Exercise instructions: Write out the entries, please, from the line containing "Task: pick out every instance of the flat" through their final line, exactly and with nothing else.

Coordinate annotation records:
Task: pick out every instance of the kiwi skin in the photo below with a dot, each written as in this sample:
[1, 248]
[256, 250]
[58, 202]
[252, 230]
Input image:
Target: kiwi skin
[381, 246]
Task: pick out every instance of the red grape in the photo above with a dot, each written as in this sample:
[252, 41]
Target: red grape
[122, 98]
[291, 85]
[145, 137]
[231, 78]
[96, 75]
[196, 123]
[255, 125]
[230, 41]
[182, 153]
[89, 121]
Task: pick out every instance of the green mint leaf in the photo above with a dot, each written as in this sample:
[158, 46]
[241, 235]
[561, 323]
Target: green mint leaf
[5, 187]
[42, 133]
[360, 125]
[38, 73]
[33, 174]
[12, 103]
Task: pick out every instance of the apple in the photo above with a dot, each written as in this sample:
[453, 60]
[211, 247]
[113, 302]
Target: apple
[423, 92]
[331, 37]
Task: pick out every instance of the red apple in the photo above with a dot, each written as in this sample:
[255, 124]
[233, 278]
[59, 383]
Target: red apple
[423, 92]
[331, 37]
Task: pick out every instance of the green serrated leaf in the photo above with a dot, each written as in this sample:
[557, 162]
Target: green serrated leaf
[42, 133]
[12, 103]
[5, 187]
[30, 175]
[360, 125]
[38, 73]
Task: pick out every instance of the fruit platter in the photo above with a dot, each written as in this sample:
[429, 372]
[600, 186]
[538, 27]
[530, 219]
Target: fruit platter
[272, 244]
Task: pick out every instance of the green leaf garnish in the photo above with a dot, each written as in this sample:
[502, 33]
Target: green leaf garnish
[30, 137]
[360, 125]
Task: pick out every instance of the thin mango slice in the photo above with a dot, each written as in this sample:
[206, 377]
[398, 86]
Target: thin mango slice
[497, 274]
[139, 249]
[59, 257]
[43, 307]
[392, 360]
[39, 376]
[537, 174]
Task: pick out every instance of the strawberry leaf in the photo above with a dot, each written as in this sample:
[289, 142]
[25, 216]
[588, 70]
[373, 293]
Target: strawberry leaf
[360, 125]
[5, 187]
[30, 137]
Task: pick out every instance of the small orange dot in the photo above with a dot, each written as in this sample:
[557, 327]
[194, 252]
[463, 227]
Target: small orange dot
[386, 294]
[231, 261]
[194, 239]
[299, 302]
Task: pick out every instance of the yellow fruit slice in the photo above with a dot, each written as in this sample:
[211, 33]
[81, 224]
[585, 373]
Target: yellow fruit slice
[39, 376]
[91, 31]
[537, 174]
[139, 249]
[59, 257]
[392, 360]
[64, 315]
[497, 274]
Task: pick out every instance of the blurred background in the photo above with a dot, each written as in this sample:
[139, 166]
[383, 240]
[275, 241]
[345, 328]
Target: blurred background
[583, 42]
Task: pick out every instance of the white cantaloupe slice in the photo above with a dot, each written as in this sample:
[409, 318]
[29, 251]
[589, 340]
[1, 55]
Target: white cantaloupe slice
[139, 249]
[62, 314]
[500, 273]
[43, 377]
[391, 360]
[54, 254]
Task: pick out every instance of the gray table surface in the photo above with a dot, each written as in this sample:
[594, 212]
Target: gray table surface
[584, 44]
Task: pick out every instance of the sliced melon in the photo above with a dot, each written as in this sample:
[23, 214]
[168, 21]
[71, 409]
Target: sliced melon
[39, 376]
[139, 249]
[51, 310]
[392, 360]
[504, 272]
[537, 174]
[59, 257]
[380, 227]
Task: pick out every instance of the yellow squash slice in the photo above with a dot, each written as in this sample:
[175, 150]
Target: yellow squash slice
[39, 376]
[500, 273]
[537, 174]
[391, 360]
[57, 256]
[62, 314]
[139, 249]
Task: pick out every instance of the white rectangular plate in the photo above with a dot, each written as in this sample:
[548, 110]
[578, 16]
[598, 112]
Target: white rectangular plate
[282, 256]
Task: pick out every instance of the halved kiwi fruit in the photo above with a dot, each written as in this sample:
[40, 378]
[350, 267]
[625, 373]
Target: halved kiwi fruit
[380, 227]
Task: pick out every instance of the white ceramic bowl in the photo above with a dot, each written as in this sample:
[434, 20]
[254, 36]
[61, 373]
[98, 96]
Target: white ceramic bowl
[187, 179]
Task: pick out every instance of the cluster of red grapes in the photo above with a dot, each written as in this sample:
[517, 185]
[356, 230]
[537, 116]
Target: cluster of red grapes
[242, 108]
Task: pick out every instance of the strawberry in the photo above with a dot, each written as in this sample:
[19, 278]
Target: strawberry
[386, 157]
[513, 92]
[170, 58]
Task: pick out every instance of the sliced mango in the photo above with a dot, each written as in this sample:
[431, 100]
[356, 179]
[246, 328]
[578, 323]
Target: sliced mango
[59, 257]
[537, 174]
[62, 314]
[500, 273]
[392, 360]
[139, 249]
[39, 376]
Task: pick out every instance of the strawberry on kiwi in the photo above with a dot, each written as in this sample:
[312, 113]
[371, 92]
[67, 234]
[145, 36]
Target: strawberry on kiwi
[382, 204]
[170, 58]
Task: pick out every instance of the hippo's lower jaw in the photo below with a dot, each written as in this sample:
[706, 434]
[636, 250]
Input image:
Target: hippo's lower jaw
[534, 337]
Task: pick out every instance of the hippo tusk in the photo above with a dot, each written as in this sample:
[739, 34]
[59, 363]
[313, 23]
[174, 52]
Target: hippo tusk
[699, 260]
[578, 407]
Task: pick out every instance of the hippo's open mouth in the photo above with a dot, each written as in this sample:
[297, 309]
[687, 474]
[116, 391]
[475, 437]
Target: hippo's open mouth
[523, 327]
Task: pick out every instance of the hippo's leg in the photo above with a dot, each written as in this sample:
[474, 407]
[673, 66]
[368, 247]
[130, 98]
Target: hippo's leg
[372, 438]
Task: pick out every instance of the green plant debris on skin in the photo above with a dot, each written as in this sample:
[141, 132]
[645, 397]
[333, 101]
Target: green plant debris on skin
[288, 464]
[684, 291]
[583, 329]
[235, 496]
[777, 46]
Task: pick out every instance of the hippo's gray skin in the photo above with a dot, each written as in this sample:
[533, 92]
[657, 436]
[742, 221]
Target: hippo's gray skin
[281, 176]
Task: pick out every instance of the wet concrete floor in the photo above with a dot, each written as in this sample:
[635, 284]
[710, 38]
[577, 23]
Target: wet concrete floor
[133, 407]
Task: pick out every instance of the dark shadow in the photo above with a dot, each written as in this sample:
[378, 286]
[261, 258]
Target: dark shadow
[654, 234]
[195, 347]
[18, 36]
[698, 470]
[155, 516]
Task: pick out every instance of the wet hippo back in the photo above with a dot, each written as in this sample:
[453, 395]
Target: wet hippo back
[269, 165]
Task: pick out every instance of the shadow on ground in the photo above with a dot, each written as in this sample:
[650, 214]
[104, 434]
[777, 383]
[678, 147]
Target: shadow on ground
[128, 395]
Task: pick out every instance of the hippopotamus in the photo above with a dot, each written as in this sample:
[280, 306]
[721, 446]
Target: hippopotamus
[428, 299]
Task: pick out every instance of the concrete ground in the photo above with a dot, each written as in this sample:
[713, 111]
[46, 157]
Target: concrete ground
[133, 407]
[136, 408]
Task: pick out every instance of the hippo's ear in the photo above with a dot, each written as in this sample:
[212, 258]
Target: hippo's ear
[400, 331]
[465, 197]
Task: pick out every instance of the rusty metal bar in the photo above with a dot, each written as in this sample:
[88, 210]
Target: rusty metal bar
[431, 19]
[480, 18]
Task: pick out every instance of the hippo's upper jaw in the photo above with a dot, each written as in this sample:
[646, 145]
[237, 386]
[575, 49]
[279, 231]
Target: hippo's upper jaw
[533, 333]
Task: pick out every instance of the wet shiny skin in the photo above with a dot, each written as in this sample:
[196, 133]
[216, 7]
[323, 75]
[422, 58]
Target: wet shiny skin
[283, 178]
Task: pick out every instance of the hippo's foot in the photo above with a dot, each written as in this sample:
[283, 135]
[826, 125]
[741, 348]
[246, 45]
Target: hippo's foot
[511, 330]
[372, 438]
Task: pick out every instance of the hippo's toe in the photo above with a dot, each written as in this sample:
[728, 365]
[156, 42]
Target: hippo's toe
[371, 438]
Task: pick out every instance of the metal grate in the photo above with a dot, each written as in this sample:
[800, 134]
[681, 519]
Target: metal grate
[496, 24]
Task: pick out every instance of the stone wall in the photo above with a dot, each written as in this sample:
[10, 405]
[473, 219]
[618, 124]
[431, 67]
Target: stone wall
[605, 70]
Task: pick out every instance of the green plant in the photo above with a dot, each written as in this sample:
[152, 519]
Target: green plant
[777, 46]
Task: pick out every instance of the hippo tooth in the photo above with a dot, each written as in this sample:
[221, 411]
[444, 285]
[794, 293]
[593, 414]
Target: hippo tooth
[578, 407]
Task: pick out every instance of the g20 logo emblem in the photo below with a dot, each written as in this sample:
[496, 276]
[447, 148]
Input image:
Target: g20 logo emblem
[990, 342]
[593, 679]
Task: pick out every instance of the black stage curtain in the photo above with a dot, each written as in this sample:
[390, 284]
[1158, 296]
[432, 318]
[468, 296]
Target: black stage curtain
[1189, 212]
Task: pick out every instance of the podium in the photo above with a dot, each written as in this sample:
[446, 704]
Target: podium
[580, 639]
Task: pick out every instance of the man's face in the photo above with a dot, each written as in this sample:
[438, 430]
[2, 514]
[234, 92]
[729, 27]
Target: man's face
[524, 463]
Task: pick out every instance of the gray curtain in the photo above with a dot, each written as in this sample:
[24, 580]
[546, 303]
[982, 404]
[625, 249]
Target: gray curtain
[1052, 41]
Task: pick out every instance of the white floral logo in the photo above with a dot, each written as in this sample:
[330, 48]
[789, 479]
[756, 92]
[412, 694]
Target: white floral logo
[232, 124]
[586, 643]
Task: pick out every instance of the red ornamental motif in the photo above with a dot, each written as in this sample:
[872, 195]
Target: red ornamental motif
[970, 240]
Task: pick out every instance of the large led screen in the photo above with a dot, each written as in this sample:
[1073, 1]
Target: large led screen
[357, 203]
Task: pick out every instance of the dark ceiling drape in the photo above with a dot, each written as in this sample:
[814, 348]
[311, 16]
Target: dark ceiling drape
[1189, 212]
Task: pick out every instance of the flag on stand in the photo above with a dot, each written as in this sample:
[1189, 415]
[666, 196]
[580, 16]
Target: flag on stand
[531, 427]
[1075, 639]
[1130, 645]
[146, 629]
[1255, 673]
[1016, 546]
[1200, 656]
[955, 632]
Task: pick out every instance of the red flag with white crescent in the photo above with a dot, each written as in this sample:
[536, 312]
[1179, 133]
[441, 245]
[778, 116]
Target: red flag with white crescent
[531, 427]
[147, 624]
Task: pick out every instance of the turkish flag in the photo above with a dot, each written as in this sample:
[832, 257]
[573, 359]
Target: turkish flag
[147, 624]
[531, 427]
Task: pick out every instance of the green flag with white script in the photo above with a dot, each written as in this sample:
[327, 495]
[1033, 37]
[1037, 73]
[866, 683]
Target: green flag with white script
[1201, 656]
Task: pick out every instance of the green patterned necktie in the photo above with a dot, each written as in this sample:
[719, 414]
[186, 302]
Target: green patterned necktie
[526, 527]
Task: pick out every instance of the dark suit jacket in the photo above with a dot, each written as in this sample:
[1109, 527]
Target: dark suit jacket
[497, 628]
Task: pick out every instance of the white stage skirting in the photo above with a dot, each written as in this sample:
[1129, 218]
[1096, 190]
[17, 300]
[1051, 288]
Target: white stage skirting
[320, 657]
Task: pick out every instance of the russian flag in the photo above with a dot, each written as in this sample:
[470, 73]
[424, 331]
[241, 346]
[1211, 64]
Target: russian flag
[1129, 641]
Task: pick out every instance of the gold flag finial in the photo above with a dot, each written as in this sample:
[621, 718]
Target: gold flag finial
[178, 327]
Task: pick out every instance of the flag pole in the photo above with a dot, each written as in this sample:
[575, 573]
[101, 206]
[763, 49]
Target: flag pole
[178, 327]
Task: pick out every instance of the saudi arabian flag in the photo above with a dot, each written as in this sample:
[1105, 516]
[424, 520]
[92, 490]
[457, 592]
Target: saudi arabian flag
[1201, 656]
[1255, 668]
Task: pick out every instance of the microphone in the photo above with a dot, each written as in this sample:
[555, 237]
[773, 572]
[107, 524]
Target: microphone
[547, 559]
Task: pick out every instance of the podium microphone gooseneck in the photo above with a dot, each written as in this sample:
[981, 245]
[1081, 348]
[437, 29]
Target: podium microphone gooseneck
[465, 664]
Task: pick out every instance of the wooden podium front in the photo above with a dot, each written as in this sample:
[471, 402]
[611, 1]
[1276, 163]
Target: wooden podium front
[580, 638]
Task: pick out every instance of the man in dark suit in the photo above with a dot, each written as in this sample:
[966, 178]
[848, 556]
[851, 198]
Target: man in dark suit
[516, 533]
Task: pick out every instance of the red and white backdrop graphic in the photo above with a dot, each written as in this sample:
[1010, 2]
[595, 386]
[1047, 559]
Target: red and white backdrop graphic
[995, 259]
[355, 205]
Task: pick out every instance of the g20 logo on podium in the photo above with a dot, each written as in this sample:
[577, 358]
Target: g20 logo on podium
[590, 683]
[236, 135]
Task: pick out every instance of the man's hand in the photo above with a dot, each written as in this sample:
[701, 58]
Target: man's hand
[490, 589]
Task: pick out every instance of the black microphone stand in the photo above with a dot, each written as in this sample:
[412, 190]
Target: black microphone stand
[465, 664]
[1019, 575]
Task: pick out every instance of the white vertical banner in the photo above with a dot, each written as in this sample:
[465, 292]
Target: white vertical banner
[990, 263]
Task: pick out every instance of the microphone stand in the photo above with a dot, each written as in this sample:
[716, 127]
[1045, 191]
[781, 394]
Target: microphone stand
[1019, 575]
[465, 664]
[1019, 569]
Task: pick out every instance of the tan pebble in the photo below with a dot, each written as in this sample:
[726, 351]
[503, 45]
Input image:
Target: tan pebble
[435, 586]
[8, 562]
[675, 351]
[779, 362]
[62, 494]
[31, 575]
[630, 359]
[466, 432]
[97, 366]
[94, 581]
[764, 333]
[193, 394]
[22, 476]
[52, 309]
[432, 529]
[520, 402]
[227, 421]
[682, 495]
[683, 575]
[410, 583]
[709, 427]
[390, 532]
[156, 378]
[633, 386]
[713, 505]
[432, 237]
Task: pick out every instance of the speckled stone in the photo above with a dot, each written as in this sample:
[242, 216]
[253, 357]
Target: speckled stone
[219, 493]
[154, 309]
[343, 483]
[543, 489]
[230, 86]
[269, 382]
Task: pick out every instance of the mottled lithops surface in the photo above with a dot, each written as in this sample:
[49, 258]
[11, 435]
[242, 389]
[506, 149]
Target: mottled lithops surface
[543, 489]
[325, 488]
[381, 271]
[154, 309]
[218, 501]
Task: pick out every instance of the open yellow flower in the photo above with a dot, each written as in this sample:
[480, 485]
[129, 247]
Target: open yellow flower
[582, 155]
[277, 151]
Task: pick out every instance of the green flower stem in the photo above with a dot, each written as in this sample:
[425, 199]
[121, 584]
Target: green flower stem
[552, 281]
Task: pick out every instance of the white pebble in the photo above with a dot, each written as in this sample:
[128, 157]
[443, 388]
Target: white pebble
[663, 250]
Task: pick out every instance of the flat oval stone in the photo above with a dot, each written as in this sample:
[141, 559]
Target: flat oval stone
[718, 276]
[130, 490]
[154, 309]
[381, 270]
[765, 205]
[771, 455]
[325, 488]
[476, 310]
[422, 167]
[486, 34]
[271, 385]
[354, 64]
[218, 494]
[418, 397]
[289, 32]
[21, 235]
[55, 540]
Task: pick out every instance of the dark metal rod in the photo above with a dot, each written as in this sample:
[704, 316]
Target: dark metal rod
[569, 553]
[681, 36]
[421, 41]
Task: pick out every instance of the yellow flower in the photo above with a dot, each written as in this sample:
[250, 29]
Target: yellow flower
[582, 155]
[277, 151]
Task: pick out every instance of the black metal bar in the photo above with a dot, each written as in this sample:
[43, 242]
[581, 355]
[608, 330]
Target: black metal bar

Task output:
Task: pick out every instance of the flat oval stone in the photo above with a dot, each written as in this sample:
[141, 559]
Target: flat oval stone
[718, 276]
[130, 490]
[154, 309]
[381, 270]
[765, 205]
[771, 455]
[325, 488]
[476, 310]
[422, 167]
[486, 34]
[271, 385]
[354, 64]
[218, 494]
[418, 397]
[289, 32]
[21, 235]
[55, 540]
Task: pick out every instance of the dark metal rod in the photo above with a dot, each written as in this sample:
[704, 316]
Target: dark metal rod
[569, 553]
[681, 36]
[421, 41]
Task: pick out every instance of the yellow flower in the photo above with a dot, each written as in this sample:
[250, 29]
Target: yellow flower
[582, 155]
[277, 151]
Task: pick out every instance of the black metal bar in the photo above with a dot, each written as in this sample:
[43, 242]
[581, 355]
[608, 330]
Target: black metal bar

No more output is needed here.